• _PROBLEM REQUIREMENTS_
Lines from the records below that contain the word "handle" are to be copied out.

________________________________________

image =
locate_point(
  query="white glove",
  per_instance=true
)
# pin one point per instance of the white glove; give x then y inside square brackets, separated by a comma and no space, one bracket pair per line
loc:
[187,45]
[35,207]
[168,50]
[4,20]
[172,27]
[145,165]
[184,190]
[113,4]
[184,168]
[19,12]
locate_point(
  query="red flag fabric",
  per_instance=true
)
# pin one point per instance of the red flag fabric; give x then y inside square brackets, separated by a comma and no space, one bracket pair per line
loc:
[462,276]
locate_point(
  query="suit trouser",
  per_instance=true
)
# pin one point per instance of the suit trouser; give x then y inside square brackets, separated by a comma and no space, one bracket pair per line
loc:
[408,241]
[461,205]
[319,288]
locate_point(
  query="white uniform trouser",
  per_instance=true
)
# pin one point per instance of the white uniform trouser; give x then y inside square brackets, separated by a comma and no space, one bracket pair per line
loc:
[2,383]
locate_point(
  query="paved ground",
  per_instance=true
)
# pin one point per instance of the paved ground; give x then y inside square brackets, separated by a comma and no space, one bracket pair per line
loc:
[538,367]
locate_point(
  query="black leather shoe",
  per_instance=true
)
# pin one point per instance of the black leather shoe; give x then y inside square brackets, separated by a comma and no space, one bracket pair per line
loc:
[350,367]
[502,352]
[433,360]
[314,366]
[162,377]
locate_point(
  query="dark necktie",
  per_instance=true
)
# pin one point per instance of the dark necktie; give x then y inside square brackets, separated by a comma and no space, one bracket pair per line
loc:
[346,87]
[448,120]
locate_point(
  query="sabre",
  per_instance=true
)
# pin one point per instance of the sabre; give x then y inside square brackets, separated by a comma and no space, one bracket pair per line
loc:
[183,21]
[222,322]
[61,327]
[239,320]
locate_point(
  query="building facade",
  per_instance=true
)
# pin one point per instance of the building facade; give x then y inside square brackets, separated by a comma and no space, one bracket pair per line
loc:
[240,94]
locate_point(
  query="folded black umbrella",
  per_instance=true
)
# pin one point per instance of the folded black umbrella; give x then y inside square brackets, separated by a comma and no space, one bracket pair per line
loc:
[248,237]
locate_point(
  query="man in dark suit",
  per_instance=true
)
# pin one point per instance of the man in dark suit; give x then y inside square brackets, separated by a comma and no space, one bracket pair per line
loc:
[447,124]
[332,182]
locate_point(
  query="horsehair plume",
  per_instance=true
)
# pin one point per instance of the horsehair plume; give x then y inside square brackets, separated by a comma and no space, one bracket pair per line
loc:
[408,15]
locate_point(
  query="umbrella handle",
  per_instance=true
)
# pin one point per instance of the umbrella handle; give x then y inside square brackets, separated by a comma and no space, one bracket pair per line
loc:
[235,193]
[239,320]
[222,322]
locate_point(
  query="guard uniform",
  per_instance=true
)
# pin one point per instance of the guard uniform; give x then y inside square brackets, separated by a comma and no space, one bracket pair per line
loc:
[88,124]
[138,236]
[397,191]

________________________________________

• _REPLY TO THE TASK_
  query="umbrella handle",
# pin one point per instance of the umbrella handle; give x then y inside square brackets, separated by a comma and no space, one bracket pair per line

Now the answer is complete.